Exercise description —
Please return the records below exactly as they stand, with the pictures removed.
━━━━━ Source information
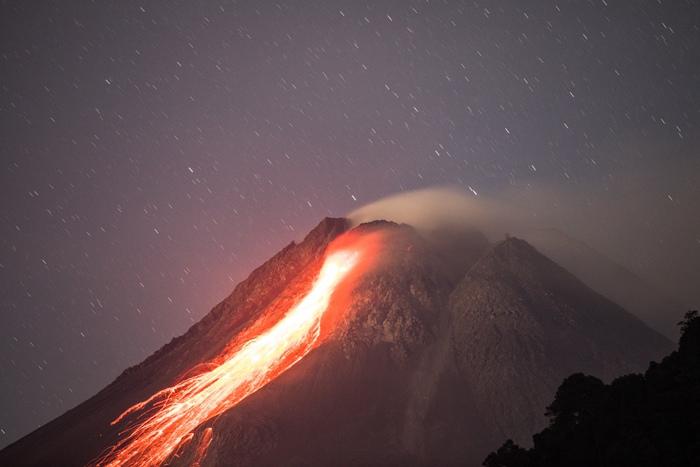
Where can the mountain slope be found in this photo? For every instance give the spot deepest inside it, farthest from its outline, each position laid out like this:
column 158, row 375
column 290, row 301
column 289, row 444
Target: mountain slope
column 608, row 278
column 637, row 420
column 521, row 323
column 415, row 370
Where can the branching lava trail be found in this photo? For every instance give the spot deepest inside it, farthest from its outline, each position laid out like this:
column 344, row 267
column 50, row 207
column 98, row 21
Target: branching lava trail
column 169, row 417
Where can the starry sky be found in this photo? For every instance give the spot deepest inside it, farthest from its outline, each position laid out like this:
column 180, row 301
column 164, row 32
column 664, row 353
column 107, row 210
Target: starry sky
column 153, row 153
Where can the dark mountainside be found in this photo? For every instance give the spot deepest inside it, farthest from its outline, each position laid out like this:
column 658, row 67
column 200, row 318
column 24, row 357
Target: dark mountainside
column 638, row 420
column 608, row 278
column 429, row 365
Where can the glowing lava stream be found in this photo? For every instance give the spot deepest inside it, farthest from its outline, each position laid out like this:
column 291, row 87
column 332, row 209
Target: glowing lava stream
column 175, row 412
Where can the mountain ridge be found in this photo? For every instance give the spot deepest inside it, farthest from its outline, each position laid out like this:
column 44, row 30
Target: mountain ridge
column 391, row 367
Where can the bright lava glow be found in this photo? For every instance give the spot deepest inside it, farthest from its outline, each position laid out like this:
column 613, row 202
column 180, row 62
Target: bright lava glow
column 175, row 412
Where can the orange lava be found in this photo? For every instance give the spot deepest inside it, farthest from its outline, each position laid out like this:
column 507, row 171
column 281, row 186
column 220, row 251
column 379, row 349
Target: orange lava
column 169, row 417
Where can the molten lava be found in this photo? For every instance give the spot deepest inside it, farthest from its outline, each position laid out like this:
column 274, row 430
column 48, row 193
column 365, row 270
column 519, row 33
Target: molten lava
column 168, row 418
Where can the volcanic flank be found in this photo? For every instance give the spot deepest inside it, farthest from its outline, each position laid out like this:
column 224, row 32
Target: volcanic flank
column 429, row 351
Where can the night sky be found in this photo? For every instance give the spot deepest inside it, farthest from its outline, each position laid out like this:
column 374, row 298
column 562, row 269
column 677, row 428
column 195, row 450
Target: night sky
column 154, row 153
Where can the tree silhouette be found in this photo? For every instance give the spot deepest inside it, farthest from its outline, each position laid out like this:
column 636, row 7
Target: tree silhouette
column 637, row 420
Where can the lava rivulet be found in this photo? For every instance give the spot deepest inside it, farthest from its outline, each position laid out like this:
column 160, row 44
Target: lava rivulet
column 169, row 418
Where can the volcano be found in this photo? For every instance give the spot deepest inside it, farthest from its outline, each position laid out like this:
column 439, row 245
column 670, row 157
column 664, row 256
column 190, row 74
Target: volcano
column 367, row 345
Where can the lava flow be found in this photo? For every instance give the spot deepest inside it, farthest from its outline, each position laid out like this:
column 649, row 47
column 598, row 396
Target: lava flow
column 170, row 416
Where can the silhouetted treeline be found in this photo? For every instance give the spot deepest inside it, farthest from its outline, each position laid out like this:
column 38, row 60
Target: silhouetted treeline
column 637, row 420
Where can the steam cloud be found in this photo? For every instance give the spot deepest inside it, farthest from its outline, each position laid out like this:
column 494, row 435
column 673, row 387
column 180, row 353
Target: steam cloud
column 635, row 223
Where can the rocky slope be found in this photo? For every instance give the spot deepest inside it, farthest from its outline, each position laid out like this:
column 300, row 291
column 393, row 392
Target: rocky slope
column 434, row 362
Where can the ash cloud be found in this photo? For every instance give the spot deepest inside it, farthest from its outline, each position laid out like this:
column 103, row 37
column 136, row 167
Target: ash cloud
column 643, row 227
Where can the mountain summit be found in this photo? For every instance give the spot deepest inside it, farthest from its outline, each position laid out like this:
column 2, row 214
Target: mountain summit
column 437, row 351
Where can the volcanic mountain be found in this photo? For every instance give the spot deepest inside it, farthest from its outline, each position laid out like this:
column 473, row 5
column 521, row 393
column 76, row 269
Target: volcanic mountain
━━━━━━━━━━
Output for this task —
Where can the mountain slope be found in this photo? For every instance give the spot deepest inside it, farthest from its outline, each position laid out like this:
column 158, row 375
column 290, row 301
column 289, row 444
Target: mountain slope
column 608, row 278
column 637, row 420
column 521, row 323
column 415, row 370
Where can the branching lava trail be found in this photo? For every instance give the spot deepest inside it, farthest from its outline, each position laid out like this:
column 344, row 267
column 50, row 207
column 98, row 21
Target: branching lava trail
column 169, row 417
Where can the starry sky be found in this photo? For every instance give the spot deepest inside it, farthest from its outline, each position laid out like this:
column 180, row 301
column 164, row 32
column 664, row 353
column 107, row 210
Target: starry sky
column 153, row 153
Where can the dark mountainside be found in this photo? For every instance give the spot deepest inside it, farthest from its outline, each position laid out like this:
column 658, row 67
column 200, row 318
column 24, row 357
Target: dark mountainside
column 638, row 420
column 608, row 278
column 429, row 365
Where can the glowing lava stream be found in this photo? For every instance give the spot deepest inside it, farthest from its outline, each position laid out like this:
column 291, row 87
column 332, row 209
Target: glowing lava stream
column 175, row 412
Where can the mountain ridge be found in this photo? For every instance give the spot deepest inside it, farthest from its outline, each position laid out like this:
column 44, row 30
Target: mountain ridge
column 391, row 367
Where can the bright lava glow be found in this photo? For every instance give the spot deepest inside it, farthest from its outline, each position laid out like this:
column 613, row 202
column 180, row 62
Target: bright lava glow
column 175, row 412
Where can the orange lava be found in this photo? For every instance give the spot deepest inside it, farthest from its outline, each position laid out like this:
column 507, row 171
column 281, row 186
column 220, row 251
column 379, row 349
Target: orange lava
column 169, row 417
Where can the molten lava be found in this photo? For every instance give the spot deepest inside it, farthest from its outline, each position laid out like this:
column 274, row 430
column 48, row 193
column 365, row 270
column 519, row 33
Target: molten lava
column 168, row 418
Where can the volcanic flank be found in this photo? For every instance give the spot deepest inside it, farthest from its outline, each position laid out like this:
column 224, row 32
Target: volcanic flank
column 429, row 351
Where can the night sky be found in this photo? For every instance give the spot deepest inside it, farthest from its outline, each position laid out like this:
column 374, row 298
column 562, row 269
column 677, row 428
column 195, row 450
Target: night sky
column 154, row 153
Where can the tree silhouette be found in this photo? For every instance give the spot deepest inside it, farthest from its outline, each position laid out like this:
column 636, row 7
Target: tree silhouette
column 637, row 420
Where can the lava rivulet be found in this photo? For every instance give the spot deepest inside it, farthest from its outline, each position laid out like this:
column 160, row 44
Target: lava rivulet
column 169, row 418
Where can the volcano be found in this photo? For every instance give the spot deepest inside it, farthest from its outline, each position laid out like this:
column 439, row 245
column 670, row 157
column 664, row 256
column 190, row 74
Target: volcano
column 367, row 345
Where can the lava flow be found in this photo? For every instance give the spot deepest inside it, farthest from its outline, each position laid out like this:
column 649, row 47
column 598, row 396
Target: lava flow
column 170, row 416
Where can the silhouetted treeline be found in this photo? For every instance give the spot deepest inside it, farthest from its outline, each position laid out like this:
column 38, row 60
Target: silhouetted treeline
column 637, row 420
Where can the steam cloud be found in this photo? For every instance give the spot deepest inside it, farthest from its outline, each position laid out like this:
column 494, row 435
column 673, row 387
column 180, row 353
Target: steam cloud
column 635, row 223
Where can the rocky slope be found in this photo? For every instance give the spot deepest inside it, farthest from its outline, each position laid out like this:
column 300, row 291
column 393, row 392
Target: rocky slope
column 434, row 362
Where can the ash cloud be found in this photo? For every instance give the spot deepest inside it, farthest from its outline, each position laid out like this:
column 103, row 37
column 136, row 167
Target: ash cloud
column 643, row 227
Where can the mountain summit be found in this photo? For every instance give the spot deepest inside it, farthest from its outline, each position laid out like this:
column 2, row 214
Target: mountain summit
column 437, row 351
Where can the volcanic mountain be found in this photo? For every instance give the spot deepest inside it, farthest from its outline, each position laid out like this:
column 473, row 5
column 521, row 393
column 76, row 269
Target: volcanic mountain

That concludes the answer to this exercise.